TASK OBJECTIVE — Starting with the line that contains "Target = gable roof", write out each line through the end of the listing, unchanged. Output nothing else.

GIVEN INFORMATION —
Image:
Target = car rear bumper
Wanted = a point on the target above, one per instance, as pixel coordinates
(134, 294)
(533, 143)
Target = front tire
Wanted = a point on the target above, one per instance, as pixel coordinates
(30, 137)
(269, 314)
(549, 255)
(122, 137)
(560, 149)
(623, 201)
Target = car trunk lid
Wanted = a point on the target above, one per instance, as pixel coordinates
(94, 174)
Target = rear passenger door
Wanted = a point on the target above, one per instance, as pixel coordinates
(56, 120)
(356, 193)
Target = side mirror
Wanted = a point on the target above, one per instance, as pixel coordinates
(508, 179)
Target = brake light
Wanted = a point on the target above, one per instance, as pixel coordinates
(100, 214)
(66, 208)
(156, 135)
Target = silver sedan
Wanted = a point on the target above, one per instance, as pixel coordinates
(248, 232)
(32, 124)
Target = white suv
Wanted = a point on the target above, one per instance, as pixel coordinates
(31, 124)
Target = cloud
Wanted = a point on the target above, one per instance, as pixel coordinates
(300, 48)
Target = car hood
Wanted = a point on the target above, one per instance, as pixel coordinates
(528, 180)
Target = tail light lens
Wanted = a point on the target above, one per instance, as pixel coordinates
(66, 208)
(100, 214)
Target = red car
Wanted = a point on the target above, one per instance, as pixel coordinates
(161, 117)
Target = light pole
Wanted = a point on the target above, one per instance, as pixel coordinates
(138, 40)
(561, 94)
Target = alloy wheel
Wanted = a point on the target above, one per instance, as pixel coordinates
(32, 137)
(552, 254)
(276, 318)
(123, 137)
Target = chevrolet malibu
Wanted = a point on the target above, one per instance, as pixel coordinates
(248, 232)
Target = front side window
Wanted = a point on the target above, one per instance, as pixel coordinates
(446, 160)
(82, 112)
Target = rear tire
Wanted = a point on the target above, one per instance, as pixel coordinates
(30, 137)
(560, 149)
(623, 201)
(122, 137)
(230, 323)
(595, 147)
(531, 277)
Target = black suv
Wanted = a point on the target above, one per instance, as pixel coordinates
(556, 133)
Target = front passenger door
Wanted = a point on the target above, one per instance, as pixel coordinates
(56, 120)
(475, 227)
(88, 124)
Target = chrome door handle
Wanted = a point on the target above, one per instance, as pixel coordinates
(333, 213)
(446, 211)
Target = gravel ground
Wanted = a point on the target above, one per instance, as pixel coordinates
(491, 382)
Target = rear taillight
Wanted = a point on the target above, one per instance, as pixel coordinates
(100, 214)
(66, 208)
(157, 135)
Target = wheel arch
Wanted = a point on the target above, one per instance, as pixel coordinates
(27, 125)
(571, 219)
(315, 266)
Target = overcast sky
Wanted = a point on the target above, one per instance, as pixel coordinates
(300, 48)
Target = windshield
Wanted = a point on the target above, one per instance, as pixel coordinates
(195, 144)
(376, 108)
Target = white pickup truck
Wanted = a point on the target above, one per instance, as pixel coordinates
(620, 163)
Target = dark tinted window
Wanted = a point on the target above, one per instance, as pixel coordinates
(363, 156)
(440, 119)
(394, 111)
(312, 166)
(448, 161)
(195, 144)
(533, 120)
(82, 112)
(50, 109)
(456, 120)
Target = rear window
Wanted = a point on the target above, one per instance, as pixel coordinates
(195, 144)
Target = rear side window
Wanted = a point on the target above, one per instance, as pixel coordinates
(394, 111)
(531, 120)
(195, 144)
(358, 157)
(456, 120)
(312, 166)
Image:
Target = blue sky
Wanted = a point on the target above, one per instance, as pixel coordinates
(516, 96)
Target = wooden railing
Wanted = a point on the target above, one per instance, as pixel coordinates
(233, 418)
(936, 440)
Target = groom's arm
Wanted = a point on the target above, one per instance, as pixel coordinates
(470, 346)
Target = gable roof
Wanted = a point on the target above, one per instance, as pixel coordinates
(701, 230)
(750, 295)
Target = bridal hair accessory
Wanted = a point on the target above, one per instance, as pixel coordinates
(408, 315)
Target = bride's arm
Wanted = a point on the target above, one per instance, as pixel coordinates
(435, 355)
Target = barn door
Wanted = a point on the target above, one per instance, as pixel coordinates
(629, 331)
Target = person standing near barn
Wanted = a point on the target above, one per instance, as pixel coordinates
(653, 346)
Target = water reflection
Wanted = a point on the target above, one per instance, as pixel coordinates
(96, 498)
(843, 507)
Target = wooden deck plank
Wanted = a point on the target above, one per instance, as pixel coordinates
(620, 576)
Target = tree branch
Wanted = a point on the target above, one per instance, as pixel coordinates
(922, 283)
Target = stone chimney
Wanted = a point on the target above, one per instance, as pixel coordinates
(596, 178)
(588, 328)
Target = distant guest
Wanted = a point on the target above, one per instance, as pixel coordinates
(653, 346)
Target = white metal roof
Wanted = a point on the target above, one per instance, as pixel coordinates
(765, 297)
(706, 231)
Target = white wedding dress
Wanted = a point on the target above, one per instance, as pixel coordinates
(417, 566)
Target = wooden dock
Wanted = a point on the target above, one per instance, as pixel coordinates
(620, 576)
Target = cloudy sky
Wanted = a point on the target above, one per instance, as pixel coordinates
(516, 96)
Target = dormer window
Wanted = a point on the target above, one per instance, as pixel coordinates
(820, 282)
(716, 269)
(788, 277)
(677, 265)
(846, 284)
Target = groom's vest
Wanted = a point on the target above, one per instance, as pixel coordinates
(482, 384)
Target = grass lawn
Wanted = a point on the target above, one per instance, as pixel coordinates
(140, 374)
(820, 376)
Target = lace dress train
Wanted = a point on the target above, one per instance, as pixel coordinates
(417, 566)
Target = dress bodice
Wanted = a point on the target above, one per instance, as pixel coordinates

ANSWER TO THE TASK —
Target = gable roof
Wanted = a point on the target above, one per instance, as pixel coordinates
(701, 230)
(750, 295)
Target = bridal hair accessory
Wanted = a point on the target above, one per instance, as pixel coordinates
(408, 315)
Target = bride's arm
Wanted = a point on the target above, one per instance, as pixel coordinates
(435, 355)
Target = barn door
Wanted = a point on the target above, one per instance, as pixel coordinates
(629, 331)
Target = person standing near barn
Wanted = a point on the target above, one per instance, as pixel coordinates
(653, 346)
Target = water reflection
Wanted = a point on the target above, one per instance, as pixel coordinates
(96, 498)
(843, 507)
Target = wooden deck plank
Wanted = a point on the target above, one per instance, as pixel coordinates
(620, 576)
Target = tree branch
Wanted = a point on the target above, one per instance, as pixel coordinates
(922, 283)
Target = stone chimney
Wanted = a point on the target above, one per instance, as pixel coordinates
(596, 178)
(588, 328)
Target = distant guest
Wanted = a point on the target above, one per instance, as pixel coordinates
(653, 346)
Target = white metal roof
Wanted = a point on the target above, one per instance, as pixel coordinates
(765, 297)
(706, 231)
Target = white wedding dress
Wanted = a point on the target above, one per instance, as pixel coordinates
(417, 566)
Target = wooden dock
Wanted = a point on the target above, one per instance, as pixel coordinates
(620, 576)
Target = cloudy sky
Wanted = a point on the target above, one per instance, as pixel coordinates
(516, 96)
Target = dormer window
Wanted = a point on the target above, one per instance, as pixel coordinates
(820, 282)
(716, 269)
(788, 277)
(677, 265)
(846, 284)
Target = groom's vest
Wanted = a point on the target above, one per instance, as pixel coordinates
(482, 384)
Target = grass lawn
Wanted = a point on the target above, one per instance, as pixel coordinates
(140, 374)
(820, 376)
Target = lace dress train
Wanted = a point on the target above, one per instance, as pixel coordinates
(417, 566)
Target = dress bodice
Wanted = a point on the target above, one per instance, as pixel coordinates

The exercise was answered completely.